> **INSTRUCTIONS TO FOLLOW**
Retype every entry exactly, down to the last character.

> **EXTRACTED DATA**
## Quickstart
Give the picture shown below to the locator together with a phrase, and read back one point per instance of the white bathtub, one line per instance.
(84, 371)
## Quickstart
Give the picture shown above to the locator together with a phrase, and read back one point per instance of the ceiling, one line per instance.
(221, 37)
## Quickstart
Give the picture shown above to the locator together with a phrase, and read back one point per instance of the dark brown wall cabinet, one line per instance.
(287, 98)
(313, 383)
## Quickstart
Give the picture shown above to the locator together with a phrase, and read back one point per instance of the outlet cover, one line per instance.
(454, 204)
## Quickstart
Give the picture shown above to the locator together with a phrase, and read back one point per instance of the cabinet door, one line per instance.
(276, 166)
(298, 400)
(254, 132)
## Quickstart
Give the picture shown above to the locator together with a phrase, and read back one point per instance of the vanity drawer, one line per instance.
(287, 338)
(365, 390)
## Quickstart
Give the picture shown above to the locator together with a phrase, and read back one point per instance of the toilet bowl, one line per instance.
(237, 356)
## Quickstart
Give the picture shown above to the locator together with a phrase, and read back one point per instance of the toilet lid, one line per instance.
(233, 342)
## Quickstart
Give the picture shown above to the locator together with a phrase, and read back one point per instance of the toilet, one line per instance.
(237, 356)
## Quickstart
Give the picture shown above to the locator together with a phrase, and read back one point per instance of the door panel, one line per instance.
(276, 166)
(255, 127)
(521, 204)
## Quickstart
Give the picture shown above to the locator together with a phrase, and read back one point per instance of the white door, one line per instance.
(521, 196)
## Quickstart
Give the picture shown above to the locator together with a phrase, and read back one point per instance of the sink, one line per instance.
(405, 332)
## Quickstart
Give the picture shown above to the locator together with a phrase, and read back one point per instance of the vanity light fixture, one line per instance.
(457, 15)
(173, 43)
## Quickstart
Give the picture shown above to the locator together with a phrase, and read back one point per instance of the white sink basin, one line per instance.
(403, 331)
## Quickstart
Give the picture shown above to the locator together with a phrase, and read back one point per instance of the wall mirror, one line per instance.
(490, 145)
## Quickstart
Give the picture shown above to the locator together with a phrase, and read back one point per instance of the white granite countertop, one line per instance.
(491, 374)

> **RESULT BELOW**
## Quickstart
Give the picture shown below to the locator together with a phrase, and read back one point per instance of the white bathtub, one line per instance.
(84, 371)
## Quickstart
Give the picture shown above to the locator together with a phrase, and read back one point per instance of the ceiling, one line per instance.
(221, 37)
## Quickstart
Give the picture shown above to the locator together with a phrase, and read back one point per instance of the dark brown wall cabinet, one line per instance.
(287, 98)
(313, 383)
## Quickstart
Give the picture shown above to the locator together with a phrase, and read back one point per instance of the outlet cover, one line per instance.
(454, 204)
## Quickstart
Give the picture shown above to the locator together with a phrase, and read back one point per instance of the cabinet door, one line per instance.
(276, 166)
(298, 400)
(254, 132)
## Quickstart
Give the picture shown above to the locator together with a phrase, and read back one point per instance of the vanity drawer, one line per instance.
(287, 338)
(365, 390)
## Quickstart
Give the picture shown above to the locator together with a phrase, and read back one point per instance of the toilet bowl, one line per instance.
(237, 356)
## Quickstart
Give the picture shown above to the locator together with a phrase, and read back one point per instance of the toilet lid, one line per instance.
(233, 342)
## Quickstart
Give the picture shown above to the locator together with a phrase, and read back one point per instance of the toilet, one line per instance.
(237, 356)
## Quickstart
Give the picture shown above to the locator together with a phrase, and read back one point per instance of the door panel, one line per instance.
(276, 166)
(255, 127)
(521, 204)
## Quickstart
Give the picture shown above to the locator together with a phrase, and read back one point per instance of the white door, one line per instance.
(521, 196)
## Quickstart
Give the picture shown above to the locator together with a phrase, and read back one point per instance of the sink, one line per instance.
(405, 332)
## Quickstart
Give the picture shown above to the locator together with a phrase, and read back one point per instance of the vanity light fixture, one line per instance.
(457, 15)
(173, 43)
## Quickstart
Give the picture shown above to the locator together with a phrase, and read back one point per instance of the white sink basin, one line per instance.
(403, 331)
## Quickstart
Give the picture shown above to the locator together with a phrase, and read back one point per instance of the wall mirror, one line per instance.
(490, 145)
## Quickstart
Give the picture shown above to the locator together with a phrase, and read back one point per instance of the white granite countertop, one line per instance.
(491, 374)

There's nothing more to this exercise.